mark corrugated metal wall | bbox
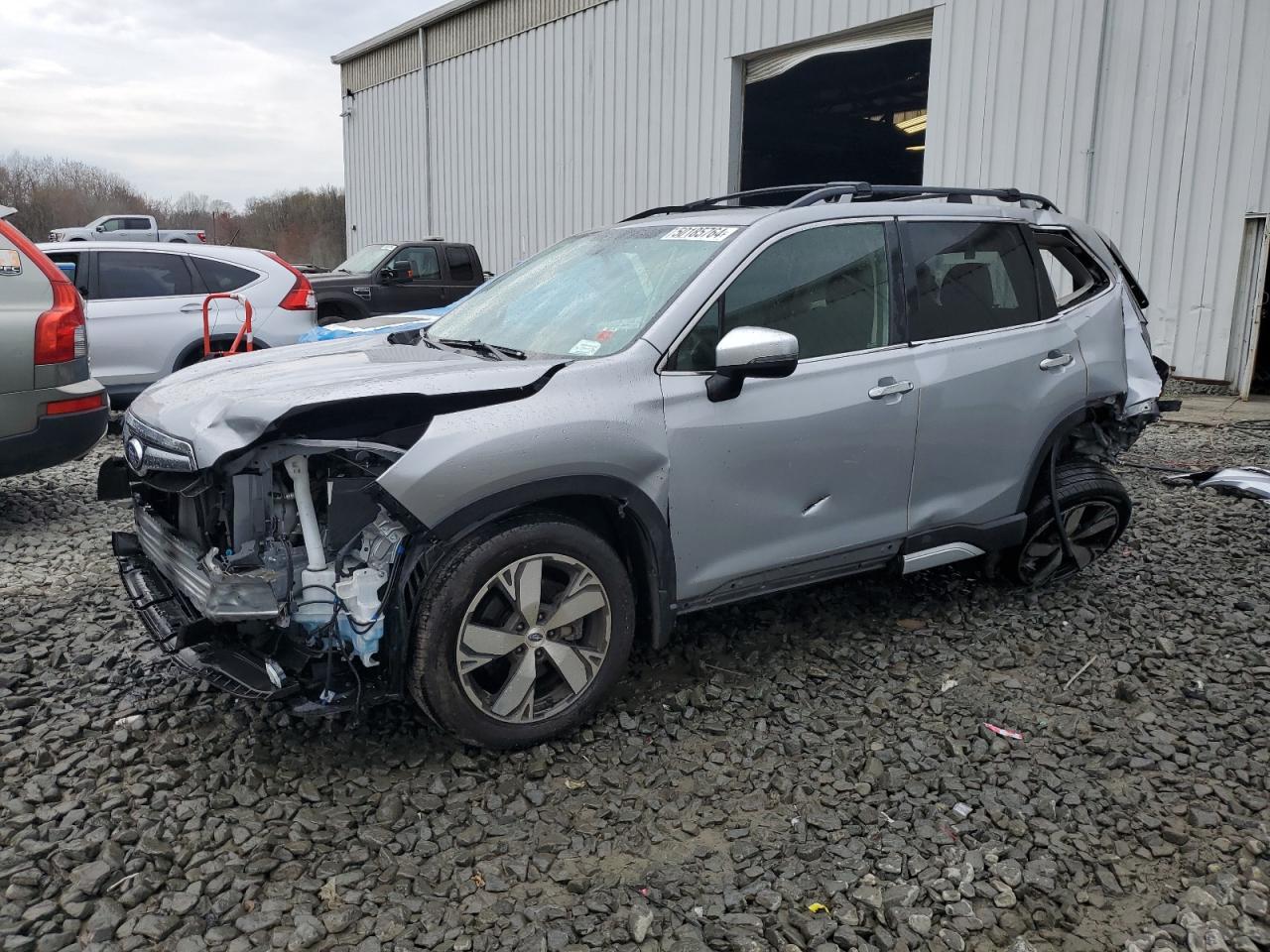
[428,0,609,64]
[926,0,1270,380]
[427,0,930,269]
[345,0,1270,378]
[339,32,423,92]
[344,69,430,251]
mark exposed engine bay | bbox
[114,439,409,713]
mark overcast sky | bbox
[0,0,442,205]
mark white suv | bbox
[40,241,317,407]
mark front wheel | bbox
[410,514,635,748]
[1002,461,1133,586]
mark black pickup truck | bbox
[309,237,485,325]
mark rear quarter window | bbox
[96,251,194,299]
[1034,228,1111,309]
[901,221,1053,341]
[190,255,260,294]
[445,245,476,281]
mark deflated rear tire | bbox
[1002,459,1133,586]
[410,514,635,749]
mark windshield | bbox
[428,225,739,357]
[335,245,396,274]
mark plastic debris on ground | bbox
[1163,466,1270,505]
[983,721,1024,740]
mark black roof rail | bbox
[622,181,1060,221]
[785,181,1058,212]
[622,181,829,221]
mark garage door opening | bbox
[740,35,931,189]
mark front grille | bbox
[136,507,212,612]
[123,410,198,476]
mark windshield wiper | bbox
[441,337,525,361]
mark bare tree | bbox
[0,153,344,267]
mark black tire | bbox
[172,337,269,373]
[409,513,635,749]
[1001,459,1133,588]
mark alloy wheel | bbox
[1019,500,1121,585]
[456,553,612,724]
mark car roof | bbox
[613,196,1039,227]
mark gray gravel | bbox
[0,426,1270,952]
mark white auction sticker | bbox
[662,225,735,241]
[569,340,600,357]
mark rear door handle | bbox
[1038,350,1076,371]
[869,377,913,400]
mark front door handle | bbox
[869,377,913,400]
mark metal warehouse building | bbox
[332,0,1270,385]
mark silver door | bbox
[901,219,1087,535]
[662,221,917,603]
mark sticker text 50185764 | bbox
[662,225,735,241]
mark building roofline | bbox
[330,0,485,64]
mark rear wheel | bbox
[1002,461,1133,586]
[172,337,269,372]
[410,514,635,748]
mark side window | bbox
[667,222,890,371]
[1033,230,1111,309]
[190,255,260,292]
[901,221,1049,341]
[445,245,476,282]
[96,251,194,299]
[49,251,80,285]
[394,246,441,281]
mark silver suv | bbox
[0,205,109,477]
[101,182,1162,748]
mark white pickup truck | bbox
[49,214,207,245]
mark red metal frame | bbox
[203,291,254,358]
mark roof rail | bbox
[622,181,826,221]
[785,181,1058,212]
[622,181,1058,221]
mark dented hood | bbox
[128,336,562,467]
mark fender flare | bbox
[431,475,676,649]
[1016,404,1098,513]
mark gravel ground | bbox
[0,425,1270,952]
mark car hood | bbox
[128,336,568,467]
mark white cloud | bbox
[0,0,439,204]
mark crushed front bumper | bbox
[110,533,301,701]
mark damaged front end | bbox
[109,416,412,713]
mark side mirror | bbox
[706,327,798,404]
[380,262,414,285]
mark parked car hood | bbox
[128,336,568,467]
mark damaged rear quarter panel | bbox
[380,340,668,537]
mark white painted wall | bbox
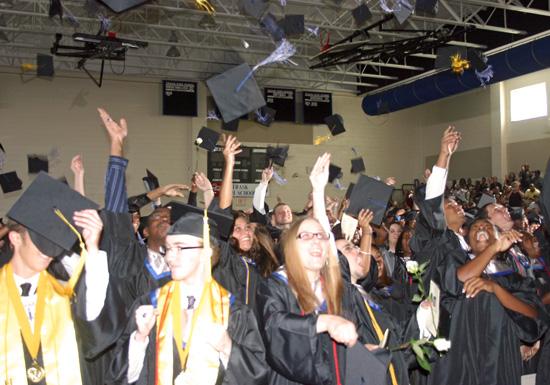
[0,68,550,215]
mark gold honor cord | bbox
[6,263,47,383]
[51,209,88,297]
[365,301,398,385]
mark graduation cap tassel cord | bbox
[273,170,288,185]
[236,39,296,92]
[52,208,88,297]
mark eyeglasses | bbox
[159,246,204,256]
[296,231,330,241]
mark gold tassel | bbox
[451,53,470,75]
[195,0,216,15]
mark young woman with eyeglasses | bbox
[258,154,380,385]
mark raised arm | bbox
[464,277,538,318]
[71,154,86,196]
[220,135,242,210]
[97,108,128,213]
[456,230,521,282]
[309,152,330,233]
[252,167,273,215]
[195,172,214,208]
[425,126,460,200]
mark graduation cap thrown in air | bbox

_ _ _ _

**Your task**
Reproduce all of the records above verbatim, line for line, leaving out the pictures.

**Correct output**
mark corrugated metal wall | bbox
[428,0,609,64]
[926,0,1270,380]
[427,0,930,269]
[345,0,1270,378]
[339,32,423,92]
[344,69,430,251]
mark exposed engine bay | bbox
[114,439,409,713]
mark overcast sky | bbox
[0,0,442,205]
mark white suv | bbox
[40,241,317,407]
mark front wheel | bbox
[410,514,635,748]
[1002,461,1133,586]
mark black pickup truck | bbox
[309,237,485,325]
mark rear quarter window | bbox
[96,251,194,299]
[1034,228,1111,309]
[901,221,1053,341]
[190,255,260,294]
[445,245,476,281]
mark deflated rear tire | bbox
[1002,459,1133,586]
[410,514,635,749]
mark windshield | bbox
[428,225,739,357]
[335,245,396,274]
mark plastic debris on ground | bbox
[1163,466,1270,505]
[983,721,1024,740]
mark black roof rail | bbox
[622,181,1060,221]
[785,181,1058,212]
[622,181,829,221]
mark garage door opening | bbox
[740,35,931,189]
mark front grille | bbox
[136,507,212,612]
[123,410,198,476]
mark windshield wiper | bbox
[441,337,525,361]
mark bare tree | bbox
[0,153,344,267]
mark black tire | bbox
[172,337,269,373]
[409,513,635,749]
[1001,459,1133,588]
mark alloy wheel | bbox
[1019,500,1121,585]
[456,553,612,724]
mark car roof | bbox
[613,196,1039,227]
mark gray gravel | bbox
[0,426,1270,952]
mark white auction sticker | bbox
[662,225,735,241]
[569,340,600,357]
mark rear door handle | bbox
[1038,350,1076,371]
[869,377,913,400]
mark front door handle | bbox
[869,377,913,400]
mark metal warehouse building | bbox
[332,0,1270,385]
mark silver door | bbox
[901,219,1087,535]
[662,221,917,603]
mark sticker text 50185764 | bbox
[662,225,735,241]
mark building roofline | bbox
[330,0,485,64]
mark rear wheel | bbox
[1002,461,1133,586]
[172,337,269,372]
[410,514,635,748]
mark side window | bbox
[667,222,890,371]
[1033,230,1111,309]
[190,255,260,292]
[901,221,1049,341]
[445,245,476,282]
[96,251,194,299]
[49,251,80,285]
[394,246,441,281]
mark silver suv | bbox
[0,205,109,477]
[101,182,1162,748]
mark white pickup truck | bbox
[49,214,207,245]
mark red metal frame | bbox
[203,291,254,358]
mark roof rail | bbox
[622,181,826,221]
[785,181,1058,212]
[622,181,1058,221]
mark dented hood | bbox
[128,336,562,467]
mark fender flare | bbox
[431,475,676,649]
[1016,404,1098,513]
mark gravel ground | bbox
[0,425,1270,952]
mark car hood | bbox
[128,336,568,467]
mark white cloud | bbox
[0,0,439,204]
mark crushed front bumper | bbox
[110,533,301,701]
mark damaged front end | bbox
[109,416,412,713]
mark side mirror | bbox
[706,327,798,404]
[380,262,414,285]
mark parked car hood | bbox
[128,336,568,467]
mark damaged rear quarter panel | bbox
[380,340,668,537]
mark white painted wall | bbox
[0,68,550,215]
mark gold honor cord | bbox
[6,263,47,383]
[51,209,88,297]
[365,301,398,385]
mark graduation cap tassel cord | bbox
[273,170,288,185]
[236,39,296,92]
[52,208,88,297]
mark eyeglasses | bbox
[159,246,204,256]
[296,231,330,241]
mark gold tassel | bbox
[451,53,470,75]
[195,0,216,15]
mark young woman with eyeglasses | bbox
[258,154,380,385]
mark raised arm | bbox
[464,277,538,318]
[71,154,86,196]
[220,135,242,210]
[97,108,128,213]
[456,230,521,282]
[309,152,330,233]
[252,167,273,215]
[195,172,214,208]
[425,126,460,200]
mark graduation cap thrown in air | bbox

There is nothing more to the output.